→ Records for the task:

################

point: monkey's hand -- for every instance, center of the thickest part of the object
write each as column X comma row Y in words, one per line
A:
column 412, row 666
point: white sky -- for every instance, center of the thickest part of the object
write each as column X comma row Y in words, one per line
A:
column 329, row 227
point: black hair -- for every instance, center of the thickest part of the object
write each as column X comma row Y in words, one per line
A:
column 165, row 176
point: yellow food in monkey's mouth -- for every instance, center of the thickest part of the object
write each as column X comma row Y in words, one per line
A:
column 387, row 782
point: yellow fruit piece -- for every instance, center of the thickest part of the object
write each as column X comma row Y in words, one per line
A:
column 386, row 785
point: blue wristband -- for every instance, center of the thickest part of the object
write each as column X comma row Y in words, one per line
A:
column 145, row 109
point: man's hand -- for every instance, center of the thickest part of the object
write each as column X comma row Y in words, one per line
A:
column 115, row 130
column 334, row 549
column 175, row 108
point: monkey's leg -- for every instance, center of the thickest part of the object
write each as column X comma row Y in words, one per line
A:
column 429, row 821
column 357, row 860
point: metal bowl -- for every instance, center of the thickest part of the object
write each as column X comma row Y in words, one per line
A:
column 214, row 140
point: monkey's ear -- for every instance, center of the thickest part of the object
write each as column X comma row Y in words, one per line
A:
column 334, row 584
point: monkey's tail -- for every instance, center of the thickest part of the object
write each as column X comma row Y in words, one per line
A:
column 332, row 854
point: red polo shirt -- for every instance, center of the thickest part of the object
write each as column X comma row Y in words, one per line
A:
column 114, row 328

################

Update the data above by replacing each "thickest" with "widest", and leave everything else as it is.

point: monkey's hand -- for every instance, center of the widest part of the object
write each as column X comma row Y in words, one per line
A:
column 412, row 666
point: white sky -- for every instance, center of the widest part of the object
write each as column X comma row Y in words, one per line
A:
column 329, row 227
point: black hair -- for every instance, center of the widest part of the object
write each as column X comma row Y in words, one per line
A:
column 165, row 176
point: yellow food in monkey's mouth -- for every instance, center of the widest part of the object
write each as column X comma row Y in words, one per line
A:
column 387, row 782
point: yellow fruit piece -- for every instance, center of the widest part of the object
write each as column X comma row Y in words, one per line
A:
column 386, row 785
point: blue wristband -- for every instance, center of the widest part of the object
write each as column X comma row Y in words, one per line
A:
column 145, row 109
point: man's hand -- for every instance, center of the widest part of the object
write each as column X comma row Y in words, one per line
A:
column 115, row 130
column 334, row 549
column 175, row 108
point: monkey's leg -- for every instance, center of the widest part of the object
write each as column X comma row Y in words, one per line
A:
column 429, row 821
column 357, row 860
point: metal bowl -- for every instance, center of the widest part of the object
write each as column X comma row Y in words, one per line
A:
column 214, row 140
point: monkey's ear -- for every instance, center of the widest part of the object
write each as column X comma row Y in words, one per line
A:
column 334, row 584
point: monkey's tail -- for every instance, center of the widest part of the object
write each as column X comma row Y in words, one per line
A:
column 332, row 854
point: red polo shirt -- for every instance, center of the widest part of the object
write each as column X comma row Y in words, one per line
A:
column 114, row 328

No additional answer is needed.